* INPUT RECORDS:
::::::::::

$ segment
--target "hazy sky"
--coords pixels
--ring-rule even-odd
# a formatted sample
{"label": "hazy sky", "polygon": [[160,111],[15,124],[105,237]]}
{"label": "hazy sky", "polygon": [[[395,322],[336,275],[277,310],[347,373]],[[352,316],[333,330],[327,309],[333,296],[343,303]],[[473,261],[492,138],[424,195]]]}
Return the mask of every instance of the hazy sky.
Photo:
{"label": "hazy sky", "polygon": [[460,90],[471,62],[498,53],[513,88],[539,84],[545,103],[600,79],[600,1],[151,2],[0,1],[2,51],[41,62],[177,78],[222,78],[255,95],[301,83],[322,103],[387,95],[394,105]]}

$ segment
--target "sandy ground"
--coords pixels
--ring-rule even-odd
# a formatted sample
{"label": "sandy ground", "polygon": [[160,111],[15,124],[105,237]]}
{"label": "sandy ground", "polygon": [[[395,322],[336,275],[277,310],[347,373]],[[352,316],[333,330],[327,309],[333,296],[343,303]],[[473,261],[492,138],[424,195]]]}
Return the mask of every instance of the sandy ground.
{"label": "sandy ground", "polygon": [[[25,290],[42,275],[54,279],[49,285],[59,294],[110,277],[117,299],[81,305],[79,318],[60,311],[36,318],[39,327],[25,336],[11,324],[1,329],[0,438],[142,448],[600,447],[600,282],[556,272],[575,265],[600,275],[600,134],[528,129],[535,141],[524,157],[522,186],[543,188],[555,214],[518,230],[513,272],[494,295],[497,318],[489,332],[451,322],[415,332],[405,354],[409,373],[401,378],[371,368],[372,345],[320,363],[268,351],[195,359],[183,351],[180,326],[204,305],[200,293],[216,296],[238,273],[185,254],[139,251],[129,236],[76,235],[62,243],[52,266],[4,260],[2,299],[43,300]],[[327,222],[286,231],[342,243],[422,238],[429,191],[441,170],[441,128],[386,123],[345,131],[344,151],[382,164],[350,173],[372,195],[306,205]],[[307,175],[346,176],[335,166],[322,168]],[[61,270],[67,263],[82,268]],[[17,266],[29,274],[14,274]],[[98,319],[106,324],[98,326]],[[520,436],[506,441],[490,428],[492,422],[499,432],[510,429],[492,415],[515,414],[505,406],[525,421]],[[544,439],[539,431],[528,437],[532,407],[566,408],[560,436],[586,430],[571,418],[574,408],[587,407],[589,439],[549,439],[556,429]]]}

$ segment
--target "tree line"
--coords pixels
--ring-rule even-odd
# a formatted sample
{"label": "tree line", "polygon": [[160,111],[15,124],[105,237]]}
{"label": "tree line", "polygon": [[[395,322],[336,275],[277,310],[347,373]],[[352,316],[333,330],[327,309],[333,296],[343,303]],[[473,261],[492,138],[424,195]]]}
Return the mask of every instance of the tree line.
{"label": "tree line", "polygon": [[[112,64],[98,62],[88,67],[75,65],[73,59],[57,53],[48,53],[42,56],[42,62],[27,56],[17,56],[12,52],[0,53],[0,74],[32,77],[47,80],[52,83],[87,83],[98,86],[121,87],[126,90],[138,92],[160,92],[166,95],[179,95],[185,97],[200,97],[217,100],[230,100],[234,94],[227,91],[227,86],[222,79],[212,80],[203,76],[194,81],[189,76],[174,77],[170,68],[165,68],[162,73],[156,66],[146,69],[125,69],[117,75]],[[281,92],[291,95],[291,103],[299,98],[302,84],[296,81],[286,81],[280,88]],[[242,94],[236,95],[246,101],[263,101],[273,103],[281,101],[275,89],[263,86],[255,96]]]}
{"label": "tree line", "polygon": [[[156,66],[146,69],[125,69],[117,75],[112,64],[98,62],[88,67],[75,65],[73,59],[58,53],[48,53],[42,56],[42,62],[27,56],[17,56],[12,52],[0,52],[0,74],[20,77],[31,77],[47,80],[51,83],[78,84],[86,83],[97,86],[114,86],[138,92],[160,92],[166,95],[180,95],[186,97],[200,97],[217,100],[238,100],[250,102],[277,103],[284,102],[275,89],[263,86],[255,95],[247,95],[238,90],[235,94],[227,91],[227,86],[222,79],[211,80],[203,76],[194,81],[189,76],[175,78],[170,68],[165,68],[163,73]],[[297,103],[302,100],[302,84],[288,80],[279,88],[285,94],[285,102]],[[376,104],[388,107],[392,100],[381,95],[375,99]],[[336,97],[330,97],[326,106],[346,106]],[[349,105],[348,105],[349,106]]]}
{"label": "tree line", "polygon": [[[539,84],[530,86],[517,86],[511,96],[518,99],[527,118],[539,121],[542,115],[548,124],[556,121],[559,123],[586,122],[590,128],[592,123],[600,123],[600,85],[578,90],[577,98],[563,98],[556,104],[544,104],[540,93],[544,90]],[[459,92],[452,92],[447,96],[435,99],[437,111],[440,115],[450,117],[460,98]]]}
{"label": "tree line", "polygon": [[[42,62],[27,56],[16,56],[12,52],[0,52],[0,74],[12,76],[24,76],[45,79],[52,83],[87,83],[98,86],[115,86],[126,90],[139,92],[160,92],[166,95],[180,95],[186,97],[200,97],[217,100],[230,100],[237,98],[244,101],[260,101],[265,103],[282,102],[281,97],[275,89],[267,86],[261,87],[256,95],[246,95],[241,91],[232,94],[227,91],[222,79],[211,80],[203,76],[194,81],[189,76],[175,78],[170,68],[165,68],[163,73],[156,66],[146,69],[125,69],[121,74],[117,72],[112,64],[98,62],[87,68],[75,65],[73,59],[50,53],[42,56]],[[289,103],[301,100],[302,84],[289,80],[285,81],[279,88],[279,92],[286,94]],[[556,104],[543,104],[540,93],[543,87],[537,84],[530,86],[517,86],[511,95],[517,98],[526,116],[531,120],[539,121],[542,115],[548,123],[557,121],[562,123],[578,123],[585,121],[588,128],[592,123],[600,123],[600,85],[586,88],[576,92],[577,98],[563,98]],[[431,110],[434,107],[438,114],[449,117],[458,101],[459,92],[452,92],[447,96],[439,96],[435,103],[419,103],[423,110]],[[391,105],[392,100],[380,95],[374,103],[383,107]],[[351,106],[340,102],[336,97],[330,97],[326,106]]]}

::::::::::

* EXERCISE DIRECTIONS: The records above must be transcribed in full, word for word.

* ANSWER AREA:
$ segment
--target "hazy sky"
--coords pixels
--ring-rule even-odd
# a formatted sample
{"label": "hazy sky", "polygon": [[160,111],[15,124],[105,237]]}
{"label": "hazy sky", "polygon": [[[395,322],[336,275],[277,310],[347,373]],[[352,316],[333,330],[327,309],[333,296],[343,303]],[[473,261],[492,138],[424,195]]]}
Return the mask of every instance of the hazy sky.
Photo:
{"label": "hazy sky", "polygon": [[460,90],[471,62],[498,53],[513,88],[539,84],[545,103],[600,79],[600,1],[151,2],[0,1],[2,51],[41,62],[177,78],[222,78],[255,95],[301,83],[322,103],[387,95],[394,105]]}

$ segment
--target "sandy ground"
--coords pixels
--ring-rule even-odd
# a formatted sample
{"label": "sandy ground", "polygon": [[160,111],[15,124],[105,237]]}
{"label": "sandy ground", "polygon": [[[395,322],[336,275],[277,310],[347,373]],[[352,316],[333,330],[327,309],[333,296],[343,303]],[[473,261],[492,138],[424,195]]]}
Return the mask of every instance of the sandy ground.
{"label": "sandy ground", "polygon": [[[25,290],[42,275],[54,279],[49,285],[59,294],[110,277],[117,299],[81,305],[79,318],[60,311],[36,318],[39,327],[25,336],[11,324],[1,329],[0,438],[142,448],[600,447],[600,282],[556,272],[575,265],[600,275],[600,134],[528,129],[535,141],[524,157],[522,186],[543,188],[555,214],[518,230],[513,272],[494,295],[497,318],[489,332],[451,322],[415,332],[405,354],[409,373],[401,378],[371,368],[372,345],[320,363],[268,351],[195,359],[183,351],[180,326],[204,305],[200,293],[216,296],[238,273],[185,254],[139,251],[129,236],[76,235],[62,243],[52,266],[4,260],[2,299],[43,300]],[[327,222],[286,231],[342,243],[422,238],[429,191],[441,170],[441,128],[386,123],[345,131],[344,151],[382,164],[350,173],[372,195],[306,205]],[[307,175],[346,176],[335,166],[322,168]],[[61,270],[67,263],[82,268]],[[17,266],[29,274],[14,274]],[[98,319],[106,324],[98,326]],[[520,436],[506,441],[490,428],[492,422],[499,432],[510,429],[492,415],[515,414],[505,406],[525,421]],[[544,439],[539,431],[528,437],[532,407],[566,408],[560,436],[586,430],[571,418],[574,408],[587,407],[589,439],[549,439],[556,429]]]}

$ segment
--target "tree line"
--coords pixels
--ring-rule even-odd
# a formatted sample
{"label": "tree line", "polygon": [[160,111],[15,124],[105,237]]}
{"label": "tree line", "polygon": [[[395,322],[336,275],[277,310],[347,373]],[[352,316],[333,330],[327,309],[333,296],[343,303]],[[473,261],[492,138],[424,195]]]}
Return the mask of every instance of the tree line.
{"label": "tree line", "polygon": [[[112,64],[98,62],[88,67],[75,65],[73,59],[57,53],[48,53],[42,56],[42,62],[27,56],[17,56],[12,52],[0,53],[0,74],[32,77],[47,80],[52,83],[87,83],[98,86],[121,87],[126,90],[138,92],[160,92],[166,95],[179,95],[185,97],[200,97],[217,100],[230,100],[234,94],[227,91],[227,86],[222,79],[212,80],[203,76],[194,81],[189,76],[174,77],[170,68],[165,68],[162,73],[156,66],[146,69],[125,69],[117,75]],[[281,92],[291,95],[291,103],[299,98],[302,84],[296,81],[286,81],[280,88]],[[242,94],[236,95],[246,101],[263,101],[273,103],[281,101],[275,89],[263,86],[255,96]]]}
{"label": "tree line", "polygon": [[[156,66],[146,69],[125,69],[117,75],[112,64],[98,62],[88,67],[75,65],[73,59],[58,53],[48,53],[42,56],[42,62],[27,56],[17,56],[12,52],[0,52],[0,74],[20,77],[31,77],[47,80],[51,83],[78,84],[86,83],[97,86],[114,86],[138,92],[160,92],[166,95],[180,95],[186,97],[200,97],[217,100],[238,100],[250,102],[277,103],[284,102],[275,89],[263,86],[255,95],[247,95],[238,90],[235,94],[227,91],[227,86],[222,79],[211,80],[203,76],[194,81],[189,76],[175,78],[170,68],[165,68],[163,73]],[[297,103],[302,100],[302,84],[288,80],[279,88],[285,94],[285,102]],[[376,104],[388,107],[392,100],[381,95],[375,99]],[[336,97],[330,97],[326,106],[346,106]],[[349,105],[348,105],[349,106]]]}
{"label": "tree line", "polygon": [[[539,84],[530,86],[517,86],[511,96],[518,99],[527,118],[539,121],[542,115],[548,124],[556,121],[559,123],[586,122],[590,128],[592,123],[600,123],[600,85],[578,90],[577,98],[563,98],[556,104],[544,104],[540,93],[544,90]],[[459,92],[452,92],[447,96],[435,99],[437,111],[440,115],[450,117],[460,98]]]}
{"label": "tree line", "polygon": [[[42,62],[27,56],[16,56],[12,52],[0,52],[0,74],[12,76],[24,76],[45,79],[52,83],[87,83],[98,86],[115,86],[126,90],[139,92],[160,92],[166,95],[180,95],[186,97],[200,97],[217,100],[230,100],[237,98],[244,101],[260,101],[265,103],[282,102],[281,97],[275,89],[267,86],[261,87],[256,95],[246,95],[241,91],[232,94],[227,91],[222,79],[211,80],[203,76],[194,81],[189,76],[175,78],[170,68],[165,68],[163,73],[156,66],[146,69],[125,69],[121,74],[117,72],[112,64],[98,62],[87,68],[75,65],[73,59],[50,53],[42,56]],[[289,103],[301,100],[302,84],[289,80],[285,81],[279,88],[279,92],[286,94]],[[556,104],[543,104],[540,93],[543,87],[537,84],[530,86],[517,86],[511,95],[517,98],[526,116],[531,120],[539,121],[542,115],[548,123],[557,121],[562,123],[578,123],[585,121],[588,128],[592,123],[600,123],[600,85],[586,88],[576,92],[577,98],[563,98]],[[431,110],[434,107],[438,114],[449,117],[458,101],[459,92],[452,92],[447,96],[439,96],[435,103],[419,103],[423,110]],[[391,105],[392,100],[380,95],[374,103],[383,107]],[[351,106],[340,102],[336,97],[330,97],[326,106]]]}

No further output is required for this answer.